▸ **DIE AUFGABEN**:
[a] Beantworten Sie anhand des Textauszugs die folgenden Fragen:
(i) Wie viele Arbeitsplätze will Ford laut Pressebericht bis zum Jahresende weltweit streichen?
(ii) Um wie viel Prozent will der Konzern seine Lohnkosten bis Ende 2003 senken?
(iii) Wie viele Stellen könnten laut Goldman Sachs in den kommenden vier Jahren in der heimischen Automobilindustrie wegfallen?
[b] Stimmen die folgenden Aussagen mit dem Textauszug überein? Antworten Sie jeweils mit Ja oder Nein und zitieren Sie die entscheidenden Worte.
(i) Ford beschäftigt in Deutschland rund 28.000 Mitarbeiter.
(ii) In Deutschland sollen 1700 Stellen wegfallen.
(iii) Laut Dortmunder bedeutet eine 30-Stunden-Woche wie bei Opel keinen Lohnverlust.
[c] Schreiben Sie bitte den Abschnitt des Textauszugs von „Mit den amerikanischen“ bis einschließlich „die Kölner Kollegen.“ wortgetreu ab.

=== TEXTAUSZUG ===

Der Autokonzern Ford will laut einem Pressebericht wegen der schlechten Ertragslage bis zum Jahresende weltweit rund 12.000 Arbeitsplätze streichen. Außer den 1700 Stellen, die in Deutschland wegrationalisiert werden, sind mehrere tausend Arbeitsplätze in den USA und in Kanada betroffen, hieß es am Dienstag auf der Internetseite des "Wall Street Journal" unter Berufung auf Firmenkreise.

Der US-Konzern wolle seine Lohnkosten bis Ende 2003 um zehn Prozent senken. Insgesamt beschäftigt Ford 350.000 Mitarbeiter in aller Welt, davon rund 28.000 in Deutschland.

Die US-Geschäftsbank Goldman Sachs hatte vergangene Woche unter Berufung auf eigene Berechnungen mitgeteilt, dass in der heimischen Automobilindustrie in den kommenden vier Jahren bis zu 50.000 Stellen wegfallen könnten. Der weitere Personalabbau wird durch eine Übereinkunft der drei großen US-Autokonzerne Chrysler, Ford und General Motors sowie einiger Zulieferer mit der US-Autogewerkschaft United Auto Workers (UAW) ermöglicht.

(apa)

 http://www.aon.at/jet2web/FE/LayoutTemplates/FE_Layout_bw_article/0,4976,722-0-432218-1134-0,00.html

Mit den amerikanischen Gewerkschaften ist also alles schon ausgemacht! feine Sache! und die IG Metall in Köln hat nichts gewußt? wenigstens wehren sich die Kölner Kollegen.

Was ist mit 30 h wie bei Opel?

Toussaint 20.11.2003 - 19:54
Hallo,
kann man sich nicht wie bei Opel oder damals VW auf eine 30 Stunden Woche einigen, um Entlassungen zu vermeiden? Das wäre doch Sinnvoll.
MfG Toussaint

nachrichtensperre durchbrechen

noch ein prolet 20.11.2003 - 20:23

www.rf-news.de

die berichten in den letzten wochen öfter über selbstständige aktionen!

@Toussaint

Dortmunder 20.11.2003 - 20:45
30h wie bei Opel bedeuten Lohnverlust, manche Familien trifft es schon hart ...

=== DATENLISTE ===

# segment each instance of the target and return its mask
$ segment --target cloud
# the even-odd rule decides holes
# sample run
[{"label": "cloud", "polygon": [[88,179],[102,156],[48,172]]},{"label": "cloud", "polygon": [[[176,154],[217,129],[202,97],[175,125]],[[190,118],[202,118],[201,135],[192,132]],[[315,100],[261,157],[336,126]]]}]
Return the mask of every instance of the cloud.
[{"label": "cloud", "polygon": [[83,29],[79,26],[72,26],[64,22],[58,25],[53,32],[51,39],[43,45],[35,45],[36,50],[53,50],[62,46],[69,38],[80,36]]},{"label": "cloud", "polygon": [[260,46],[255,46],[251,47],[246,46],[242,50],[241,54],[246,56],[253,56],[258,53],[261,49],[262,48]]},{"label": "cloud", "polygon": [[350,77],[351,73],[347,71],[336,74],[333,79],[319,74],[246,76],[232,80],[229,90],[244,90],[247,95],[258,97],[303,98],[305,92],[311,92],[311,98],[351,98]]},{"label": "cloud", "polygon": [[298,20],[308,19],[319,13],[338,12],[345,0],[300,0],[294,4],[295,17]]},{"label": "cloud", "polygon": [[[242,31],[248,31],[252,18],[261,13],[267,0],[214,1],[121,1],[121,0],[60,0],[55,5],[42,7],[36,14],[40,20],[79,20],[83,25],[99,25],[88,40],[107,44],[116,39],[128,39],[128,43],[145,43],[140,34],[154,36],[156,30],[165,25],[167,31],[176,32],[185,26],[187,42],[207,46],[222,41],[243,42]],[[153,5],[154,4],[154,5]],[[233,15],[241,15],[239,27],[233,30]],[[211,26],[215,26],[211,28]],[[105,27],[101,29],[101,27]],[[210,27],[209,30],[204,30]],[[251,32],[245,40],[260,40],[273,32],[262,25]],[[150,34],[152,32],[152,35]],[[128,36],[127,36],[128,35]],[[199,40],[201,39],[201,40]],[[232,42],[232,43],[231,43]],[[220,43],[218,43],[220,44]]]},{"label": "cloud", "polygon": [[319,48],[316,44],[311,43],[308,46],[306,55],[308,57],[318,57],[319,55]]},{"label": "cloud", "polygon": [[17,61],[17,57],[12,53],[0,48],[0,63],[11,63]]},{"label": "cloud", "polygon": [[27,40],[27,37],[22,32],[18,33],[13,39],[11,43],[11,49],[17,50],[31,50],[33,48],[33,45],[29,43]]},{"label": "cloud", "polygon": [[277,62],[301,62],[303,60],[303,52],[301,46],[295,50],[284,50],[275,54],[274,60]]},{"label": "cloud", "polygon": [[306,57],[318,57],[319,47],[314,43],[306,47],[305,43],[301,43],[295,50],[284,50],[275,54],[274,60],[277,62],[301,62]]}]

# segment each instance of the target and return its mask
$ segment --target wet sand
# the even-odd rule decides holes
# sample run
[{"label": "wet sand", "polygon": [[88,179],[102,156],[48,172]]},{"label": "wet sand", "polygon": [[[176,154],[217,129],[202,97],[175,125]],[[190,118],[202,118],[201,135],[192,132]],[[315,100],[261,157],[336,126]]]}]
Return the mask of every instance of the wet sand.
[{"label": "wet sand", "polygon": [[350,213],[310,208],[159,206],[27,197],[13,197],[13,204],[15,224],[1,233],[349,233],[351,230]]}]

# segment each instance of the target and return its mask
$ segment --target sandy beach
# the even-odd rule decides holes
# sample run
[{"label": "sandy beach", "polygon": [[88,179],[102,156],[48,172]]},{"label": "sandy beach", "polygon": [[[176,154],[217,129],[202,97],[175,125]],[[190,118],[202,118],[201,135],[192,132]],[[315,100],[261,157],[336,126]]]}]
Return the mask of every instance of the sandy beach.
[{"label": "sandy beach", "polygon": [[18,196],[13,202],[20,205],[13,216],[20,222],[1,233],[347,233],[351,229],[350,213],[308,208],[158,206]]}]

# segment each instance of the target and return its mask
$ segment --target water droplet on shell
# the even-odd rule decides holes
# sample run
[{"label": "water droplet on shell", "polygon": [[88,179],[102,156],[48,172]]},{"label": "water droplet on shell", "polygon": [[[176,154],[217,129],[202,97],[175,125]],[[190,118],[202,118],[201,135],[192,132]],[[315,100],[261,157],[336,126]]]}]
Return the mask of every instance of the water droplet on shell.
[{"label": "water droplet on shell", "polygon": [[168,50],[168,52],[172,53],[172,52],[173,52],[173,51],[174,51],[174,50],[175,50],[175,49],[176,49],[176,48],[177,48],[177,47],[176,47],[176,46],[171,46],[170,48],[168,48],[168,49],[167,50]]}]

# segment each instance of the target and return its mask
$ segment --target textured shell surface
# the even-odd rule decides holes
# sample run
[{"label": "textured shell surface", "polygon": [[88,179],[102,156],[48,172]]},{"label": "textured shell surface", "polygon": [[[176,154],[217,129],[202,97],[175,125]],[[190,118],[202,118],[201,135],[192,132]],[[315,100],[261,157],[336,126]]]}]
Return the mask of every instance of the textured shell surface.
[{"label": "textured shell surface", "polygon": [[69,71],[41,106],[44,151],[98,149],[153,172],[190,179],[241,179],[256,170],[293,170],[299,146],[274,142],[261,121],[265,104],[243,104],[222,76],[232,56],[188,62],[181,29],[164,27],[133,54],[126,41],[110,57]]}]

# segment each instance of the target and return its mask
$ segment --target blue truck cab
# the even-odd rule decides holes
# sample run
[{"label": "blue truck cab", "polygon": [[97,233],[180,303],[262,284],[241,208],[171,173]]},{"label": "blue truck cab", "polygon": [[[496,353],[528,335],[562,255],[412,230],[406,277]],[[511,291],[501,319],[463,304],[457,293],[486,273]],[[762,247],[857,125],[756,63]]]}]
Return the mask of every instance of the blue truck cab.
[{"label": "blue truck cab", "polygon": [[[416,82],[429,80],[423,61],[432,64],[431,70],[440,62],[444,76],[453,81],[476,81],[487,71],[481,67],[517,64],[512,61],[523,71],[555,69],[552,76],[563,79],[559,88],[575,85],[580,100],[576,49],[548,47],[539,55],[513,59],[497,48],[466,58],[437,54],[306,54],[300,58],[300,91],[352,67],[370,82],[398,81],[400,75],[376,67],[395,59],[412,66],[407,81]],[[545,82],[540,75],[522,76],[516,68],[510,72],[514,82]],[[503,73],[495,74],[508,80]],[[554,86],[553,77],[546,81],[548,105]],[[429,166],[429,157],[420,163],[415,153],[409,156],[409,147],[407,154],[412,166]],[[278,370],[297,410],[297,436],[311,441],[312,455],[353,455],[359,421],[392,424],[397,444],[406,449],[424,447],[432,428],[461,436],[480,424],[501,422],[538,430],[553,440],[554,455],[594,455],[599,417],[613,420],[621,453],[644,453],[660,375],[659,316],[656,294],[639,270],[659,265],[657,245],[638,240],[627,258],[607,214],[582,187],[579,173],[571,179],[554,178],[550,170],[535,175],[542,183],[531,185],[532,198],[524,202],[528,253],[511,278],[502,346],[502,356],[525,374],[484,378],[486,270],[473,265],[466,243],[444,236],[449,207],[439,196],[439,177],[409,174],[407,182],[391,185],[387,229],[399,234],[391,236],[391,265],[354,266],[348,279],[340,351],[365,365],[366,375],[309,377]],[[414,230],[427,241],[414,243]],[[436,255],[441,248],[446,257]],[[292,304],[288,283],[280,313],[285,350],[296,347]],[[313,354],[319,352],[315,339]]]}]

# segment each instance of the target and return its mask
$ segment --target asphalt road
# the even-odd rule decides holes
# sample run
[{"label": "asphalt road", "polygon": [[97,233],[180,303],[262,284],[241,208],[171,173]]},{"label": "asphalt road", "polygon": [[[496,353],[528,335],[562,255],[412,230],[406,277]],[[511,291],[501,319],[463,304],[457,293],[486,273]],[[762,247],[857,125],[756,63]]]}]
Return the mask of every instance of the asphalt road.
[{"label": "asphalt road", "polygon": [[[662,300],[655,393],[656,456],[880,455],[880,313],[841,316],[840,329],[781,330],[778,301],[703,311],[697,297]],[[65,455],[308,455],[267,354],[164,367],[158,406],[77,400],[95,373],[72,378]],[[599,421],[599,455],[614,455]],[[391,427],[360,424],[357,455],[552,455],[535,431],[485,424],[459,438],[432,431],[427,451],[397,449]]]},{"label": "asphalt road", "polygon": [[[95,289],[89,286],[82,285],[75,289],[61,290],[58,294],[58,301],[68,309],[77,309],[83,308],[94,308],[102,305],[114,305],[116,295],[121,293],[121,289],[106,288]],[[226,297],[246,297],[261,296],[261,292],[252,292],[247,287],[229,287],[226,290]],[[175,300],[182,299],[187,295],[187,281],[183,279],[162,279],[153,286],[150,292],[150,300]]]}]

===
=== DATENLISTE ===

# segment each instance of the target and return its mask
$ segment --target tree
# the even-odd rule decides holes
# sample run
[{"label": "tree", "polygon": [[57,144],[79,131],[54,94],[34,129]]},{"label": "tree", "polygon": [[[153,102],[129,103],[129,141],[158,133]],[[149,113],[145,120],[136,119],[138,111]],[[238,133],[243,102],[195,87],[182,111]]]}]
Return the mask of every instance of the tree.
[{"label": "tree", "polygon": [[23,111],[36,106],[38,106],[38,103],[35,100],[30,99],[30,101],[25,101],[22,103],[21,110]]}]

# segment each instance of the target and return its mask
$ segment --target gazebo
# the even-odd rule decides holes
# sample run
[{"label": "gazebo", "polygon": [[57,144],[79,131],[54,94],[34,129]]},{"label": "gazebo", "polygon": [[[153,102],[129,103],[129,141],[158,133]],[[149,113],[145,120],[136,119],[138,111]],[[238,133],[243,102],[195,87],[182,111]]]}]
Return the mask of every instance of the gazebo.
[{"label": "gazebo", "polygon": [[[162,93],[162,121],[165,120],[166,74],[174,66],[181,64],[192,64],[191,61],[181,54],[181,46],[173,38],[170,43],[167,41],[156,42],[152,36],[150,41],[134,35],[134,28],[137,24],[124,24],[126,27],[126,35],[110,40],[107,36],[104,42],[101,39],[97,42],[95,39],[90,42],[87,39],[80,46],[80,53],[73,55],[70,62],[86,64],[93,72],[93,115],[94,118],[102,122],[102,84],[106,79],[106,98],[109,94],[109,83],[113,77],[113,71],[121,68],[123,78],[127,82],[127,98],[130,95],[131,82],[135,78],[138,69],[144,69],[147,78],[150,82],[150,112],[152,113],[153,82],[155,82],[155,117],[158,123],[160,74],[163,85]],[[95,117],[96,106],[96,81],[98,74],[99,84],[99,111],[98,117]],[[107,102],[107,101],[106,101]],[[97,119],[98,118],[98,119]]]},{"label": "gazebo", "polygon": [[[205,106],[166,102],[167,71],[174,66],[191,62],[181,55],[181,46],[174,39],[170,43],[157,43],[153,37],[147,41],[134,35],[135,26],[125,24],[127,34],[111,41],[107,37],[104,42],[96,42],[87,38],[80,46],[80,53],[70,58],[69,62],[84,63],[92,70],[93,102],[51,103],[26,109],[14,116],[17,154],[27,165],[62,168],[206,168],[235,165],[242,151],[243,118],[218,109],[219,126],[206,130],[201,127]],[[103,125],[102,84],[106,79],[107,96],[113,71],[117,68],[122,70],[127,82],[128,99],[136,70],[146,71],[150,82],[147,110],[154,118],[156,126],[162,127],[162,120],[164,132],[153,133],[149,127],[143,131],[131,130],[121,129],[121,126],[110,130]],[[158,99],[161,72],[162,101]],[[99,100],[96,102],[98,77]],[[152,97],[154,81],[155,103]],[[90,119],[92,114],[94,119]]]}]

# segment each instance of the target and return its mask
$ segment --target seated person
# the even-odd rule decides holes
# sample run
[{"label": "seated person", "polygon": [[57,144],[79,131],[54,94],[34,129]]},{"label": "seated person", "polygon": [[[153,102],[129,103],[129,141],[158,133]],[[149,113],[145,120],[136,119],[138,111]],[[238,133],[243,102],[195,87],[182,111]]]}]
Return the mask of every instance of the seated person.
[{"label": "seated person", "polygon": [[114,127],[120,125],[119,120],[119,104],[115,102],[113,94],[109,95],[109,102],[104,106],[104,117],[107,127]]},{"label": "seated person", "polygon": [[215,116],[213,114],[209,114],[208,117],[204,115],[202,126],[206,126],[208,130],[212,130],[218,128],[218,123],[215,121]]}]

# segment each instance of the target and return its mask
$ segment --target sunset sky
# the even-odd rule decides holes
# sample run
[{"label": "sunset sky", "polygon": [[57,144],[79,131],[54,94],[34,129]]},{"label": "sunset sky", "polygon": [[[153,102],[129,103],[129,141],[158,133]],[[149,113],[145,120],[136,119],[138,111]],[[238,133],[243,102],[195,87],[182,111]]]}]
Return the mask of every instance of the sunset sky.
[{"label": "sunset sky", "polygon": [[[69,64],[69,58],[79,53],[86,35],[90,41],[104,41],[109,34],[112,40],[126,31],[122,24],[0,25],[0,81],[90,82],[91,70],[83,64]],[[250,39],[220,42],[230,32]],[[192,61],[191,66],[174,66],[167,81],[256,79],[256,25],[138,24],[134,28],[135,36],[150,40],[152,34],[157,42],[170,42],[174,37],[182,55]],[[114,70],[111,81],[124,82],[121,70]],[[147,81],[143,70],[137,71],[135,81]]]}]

===

▸ **LÖSUNGEN**:
[a]
(i) Rund 12.000.
(ii) Um zehn Prozent.
(iii) Bis zu 50.000.

[b]
(i) Ja: „davon rund 28.000 in Deutschland“
(ii) Ja: „Außer den 1700 Stellen, die in Deutschland wegrationalisiert werden“
(iii) Nein: „30h wie bei Opel bedeuten Lohnverlust“

[c]
Mit den amerikanischen Gewerkschaften ist also alles schon ausgemacht! feine Sache! und die IG Metall in Köln hat nichts gewußt? wenigstens wehren sich die Kölner Kollegen.